Selection
I'm going to say I'm with MikeNum on this one. I know you aren't dealing with a super large machine, but I've dealt with CNC in a metal manufacturing business and cabinetry business. It's not as easy as one first ventures it to be. There is lots of setup and maintenance involved. The machine at the cabinet shop used 5'x12' sheets and had to run nearly 12 hours a day to pay for itself, which it hasn't yet I know. One minor mistake in programming, like the up/down shear cutting only 0.005" too deep ends up taking an extra 3 hours to fix.

And, the program will not do it all for you. If you let each scan become a production piece without checking it thoroughly, it's going to cost you big time, as the scans aren't 100% accurate. Most CNC equipment requires 3 or 4 setup routines for even the simplest part...as there has to be some indexing done.
Also, it's not the machine that's going to cost you the most money, it's the tooling and learning when/what to tell the machine to do with a certain tool.

Good luck! Hope it works out for you.


----------



## hurricaneracing (Jun 24, 2002)

Colors availible will be Blue, Gold, Silver Purple, Red and of course black.


I do realize it is going to take alot of work and design but I am hard headed and stuborn...The way it is looking right now is I should be set up in a month or so. I think the only way I can convince myself this wont work is if I fail which I hope this wont be the case.
As far as spending the money on going faster I am probaly the fastest guy in the state its just the corners seem to kill me so spending the money on faster equiptment wont help so I will have to spend it on looking good while the car is upside down...


----------



## THE DARKSIDE (Oct 7, 2001)

I hope that you understand that a good CNC mill is going to set you back at least 60K and probably more...


----------



## hurricaneracing (Jun 24, 2002)

Nothing I have looked at has been cheap that is for sure.


----------



## Hank80 (Jul 22, 2003)

Dataset excerpts
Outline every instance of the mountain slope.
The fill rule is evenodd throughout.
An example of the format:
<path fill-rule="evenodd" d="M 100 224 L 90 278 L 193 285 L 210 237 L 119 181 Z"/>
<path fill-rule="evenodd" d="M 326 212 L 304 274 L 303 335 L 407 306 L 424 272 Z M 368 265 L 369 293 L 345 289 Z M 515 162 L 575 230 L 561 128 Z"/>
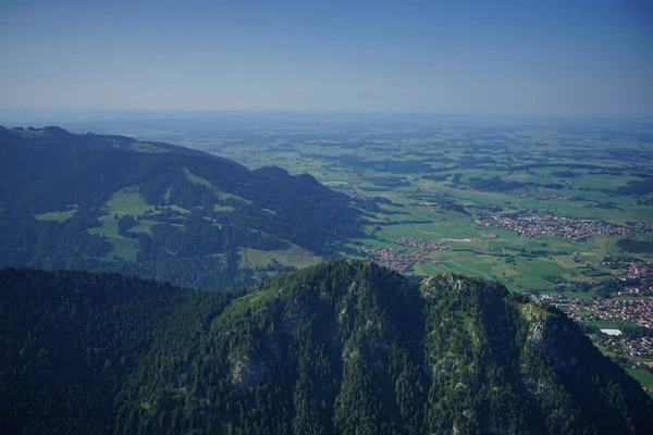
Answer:
<path fill-rule="evenodd" d="M 0 426 L 36 433 L 44 415 L 50 432 L 653 430 L 651 399 L 576 324 L 496 283 L 335 261 L 238 294 L 157 287 L 2 270 Z"/>
<path fill-rule="evenodd" d="M 360 231 L 310 175 L 122 136 L 0 127 L 0 173 L 1 265 L 224 288 L 251 282 L 242 249 L 329 256 Z"/>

Aim of the task
Reproduce the passage of the CNC forum thread starting with "Good luck! Hope" and going on through "be the case.".

The response
Good luck! Hope it works out for you.


----------



## hurricaneracing (Jun 24, 2002)

Colors availible will be Blue, Gold, Silver Purple, Red and of course black.


I do realize it is going to take alot of work and design but I am hard headed and stuborn...The way it is looking right now is I should be set up in a month or so. I think the only way I can convince myself this wont work is if I fail which I hope this wont be the case.